-- Your goal --
Extract the full listing verbatim and drop any pictures from your copy.

-- start of Information shown --

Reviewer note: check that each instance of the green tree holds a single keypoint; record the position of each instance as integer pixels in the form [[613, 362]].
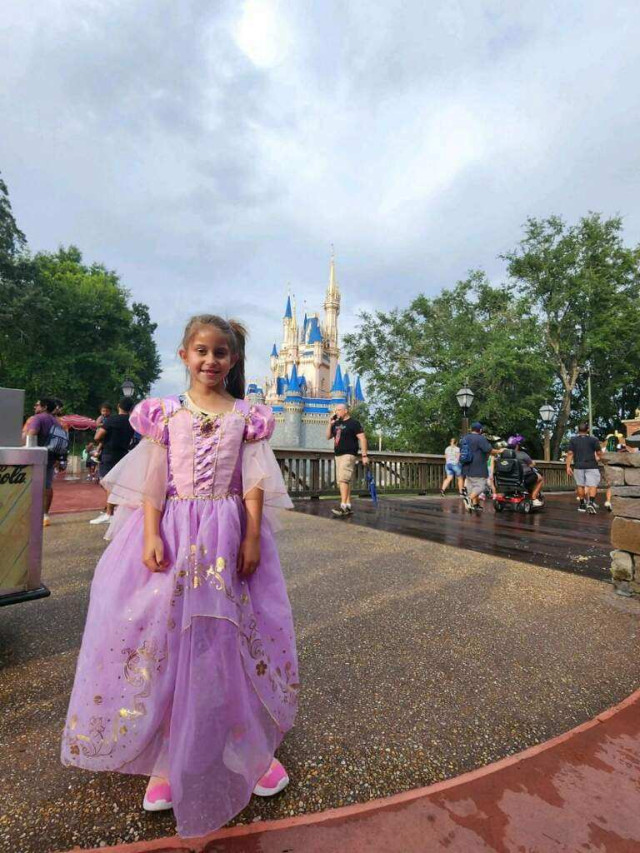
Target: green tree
[[582, 285], [68, 329], [414, 361], [12, 240]]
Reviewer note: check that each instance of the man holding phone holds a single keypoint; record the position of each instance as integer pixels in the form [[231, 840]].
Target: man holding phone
[[347, 434]]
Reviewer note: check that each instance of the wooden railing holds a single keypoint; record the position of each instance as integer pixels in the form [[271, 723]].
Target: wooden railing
[[311, 473]]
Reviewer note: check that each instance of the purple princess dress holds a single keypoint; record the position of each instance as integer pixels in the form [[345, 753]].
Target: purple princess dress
[[191, 672]]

-- end of Information shown --

-- Written response --
Reviewer note: check that each instance of the green tree holds a single keypoint; record the position of each instance as integer pixels in the form [[613, 362]].
Target: green tree
[[582, 285], [68, 329], [414, 361], [12, 240]]
Reviewer note: check that each instance of the man holding phone holds a single keypoint; record the position of each instance as integer pixels in the form [[231, 840]].
Target: man holding phone
[[347, 434]]
Reviewer note: check that each instance of the wooden railing holds a single keypoint; record the position of each instance as integer pixels in the form [[271, 723]].
Target: wooden railing
[[311, 473]]
Reviewer note: check that each instance of the purple princess dress holds a single keypoint; record the position of each instance as integer pixels in the form [[345, 753]].
Target: purple princess dress
[[191, 672]]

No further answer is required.